Your instructions: Render as a numbered list the lines in the records from the one containing "orange running shoe?" through the last line, leaving out any blank lines.

'''

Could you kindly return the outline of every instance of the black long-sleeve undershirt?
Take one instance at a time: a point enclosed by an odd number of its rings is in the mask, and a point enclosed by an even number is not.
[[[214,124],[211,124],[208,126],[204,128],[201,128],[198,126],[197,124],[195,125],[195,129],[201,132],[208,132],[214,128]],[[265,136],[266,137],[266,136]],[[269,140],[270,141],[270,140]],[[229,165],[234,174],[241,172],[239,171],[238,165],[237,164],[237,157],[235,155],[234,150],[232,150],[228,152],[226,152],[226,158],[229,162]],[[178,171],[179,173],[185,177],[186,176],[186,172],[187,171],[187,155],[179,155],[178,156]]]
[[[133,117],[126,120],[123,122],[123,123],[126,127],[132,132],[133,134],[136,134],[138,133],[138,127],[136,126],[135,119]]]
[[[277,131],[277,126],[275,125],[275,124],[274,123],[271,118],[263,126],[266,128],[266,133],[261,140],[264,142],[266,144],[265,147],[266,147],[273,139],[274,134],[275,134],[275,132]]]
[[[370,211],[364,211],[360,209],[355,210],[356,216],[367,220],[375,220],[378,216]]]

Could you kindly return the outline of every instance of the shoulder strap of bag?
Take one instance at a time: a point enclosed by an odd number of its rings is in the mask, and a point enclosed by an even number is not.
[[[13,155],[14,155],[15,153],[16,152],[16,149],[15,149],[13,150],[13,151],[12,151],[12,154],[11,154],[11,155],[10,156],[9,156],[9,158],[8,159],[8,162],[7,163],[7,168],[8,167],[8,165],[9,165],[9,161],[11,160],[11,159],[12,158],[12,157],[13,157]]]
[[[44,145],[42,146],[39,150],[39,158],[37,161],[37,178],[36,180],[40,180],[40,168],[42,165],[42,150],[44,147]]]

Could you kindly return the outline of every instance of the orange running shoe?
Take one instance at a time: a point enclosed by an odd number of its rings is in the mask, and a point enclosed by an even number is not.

'''

Result of the task:
1. Could you kindly return the outline of every instance of the orange running shoe?
2. Take one instance at a time: a point enclosed by an odd number of its rings is in the mask, and a point enclosed by an even number is not.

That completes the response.